Exercise aim:
Would you transcribe the whole listing exactly, minus its pictures?

Data in this exercise:
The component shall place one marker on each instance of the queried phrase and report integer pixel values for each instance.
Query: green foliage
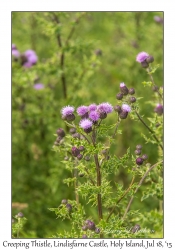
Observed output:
(82, 59)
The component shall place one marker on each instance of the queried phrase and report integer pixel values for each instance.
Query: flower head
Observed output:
(82, 110)
(14, 47)
(68, 110)
(85, 124)
(105, 107)
(126, 107)
(15, 53)
(38, 86)
(94, 116)
(158, 19)
(141, 57)
(92, 107)
(159, 109)
(122, 84)
(123, 88)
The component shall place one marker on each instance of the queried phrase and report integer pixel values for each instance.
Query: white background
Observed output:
(6, 7)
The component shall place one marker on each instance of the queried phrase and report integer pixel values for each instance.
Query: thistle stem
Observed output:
(152, 80)
(128, 189)
(150, 130)
(140, 183)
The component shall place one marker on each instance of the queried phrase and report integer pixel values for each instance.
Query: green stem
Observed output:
(128, 189)
(98, 172)
(150, 130)
(140, 183)
(152, 80)
(76, 185)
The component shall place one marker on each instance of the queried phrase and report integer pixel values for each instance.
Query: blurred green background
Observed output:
(100, 55)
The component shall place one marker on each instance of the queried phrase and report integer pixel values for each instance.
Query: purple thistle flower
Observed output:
(82, 110)
(141, 57)
(31, 58)
(123, 88)
(94, 116)
(126, 107)
(159, 109)
(38, 86)
(122, 84)
(68, 110)
(85, 124)
(92, 107)
(105, 107)
(158, 19)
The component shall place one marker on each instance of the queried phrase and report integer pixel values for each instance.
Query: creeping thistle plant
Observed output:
(86, 152)
(17, 224)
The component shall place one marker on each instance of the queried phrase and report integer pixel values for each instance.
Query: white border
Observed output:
(5, 92)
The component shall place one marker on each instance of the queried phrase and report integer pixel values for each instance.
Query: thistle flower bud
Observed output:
(76, 135)
(123, 89)
(98, 52)
(91, 225)
(87, 158)
(139, 147)
(135, 229)
(155, 88)
(20, 215)
(144, 157)
(137, 152)
(64, 201)
(97, 230)
(81, 175)
(70, 117)
(84, 236)
(132, 99)
(69, 207)
(131, 91)
(86, 124)
(144, 64)
(119, 96)
(79, 157)
(159, 109)
(150, 59)
(117, 108)
(72, 130)
(84, 228)
(123, 114)
(102, 115)
(75, 151)
(81, 148)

Written answer:
The component shall place one marker on each instance of the queried phrase and report integer pixel values for each instance.
Query: green foliage
Observed output:
(82, 59)
The component shall place one marker on each instance of the queried phrase and report integer pixel values for each instance.
Query: flower head
Observed output:
(82, 110)
(14, 47)
(68, 110)
(85, 124)
(105, 107)
(126, 107)
(15, 53)
(38, 86)
(94, 116)
(158, 19)
(141, 57)
(92, 107)
(159, 109)
(122, 84)
(123, 88)
The component shall place one marker on each instance of the queried phrase and report integer pixel values for each instance.
Query: white background
Observed output:
(6, 7)
The component shall place one marker on each instance of the queried phrase and report integer pixel values for each instance.
Query: thistle stem
Observed output:
(152, 80)
(128, 189)
(150, 130)
(140, 183)
The component shall place one marker on each instance of the queried phrase and report integer pixel values for each instance.
Query: green stem
Observed output:
(128, 189)
(98, 172)
(150, 130)
(140, 183)
(152, 80)
(76, 185)
The component shall place one marker on each instance of the queried phrase and report integer pixel values for each instance.
Query: blurred green background
Observed output:
(100, 55)
The component shall place one marker on each instance of the queried phrase and report integer pixel values for each instance.
Query: purple thistle flower
Observed output:
(82, 110)
(141, 57)
(31, 58)
(123, 88)
(94, 116)
(126, 107)
(159, 109)
(38, 86)
(122, 84)
(68, 110)
(85, 124)
(92, 107)
(105, 107)
(158, 19)
The component shall place one marker on each instance of the queried phrase and report integer pixel values for each instance.
Query: creeping thistle plant
Observed output:
(86, 152)
(17, 224)
The component shall place one marker on each instance of the queried phrase and report integer pixel values for each instance.
Query: white border
Observed output:
(5, 92)
The component shall place one marker on each instance of the queried phrase and report integer pixel values for each instance.
Query: thistle flower bud
Observed output:
(76, 135)
(123, 89)
(98, 52)
(91, 225)
(87, 158)
(139, 147)
(135, 229)
(155, 88)
(20, 215)
(144, 157)
(137, 152)
(64, 201)
(97, 230)
(81, 175)
(70, 117)
(84, 236)
(132, 99)
(69, 207)
(131, 91)
(86, 124)
(144, 64)
(119, 96)
(79, 157)
(159, 109)
(150, 59)
(117, 108)
(72, 130)
(84, 228)
(123, 114)
(102, 115)
(75, 151)
(81, 148)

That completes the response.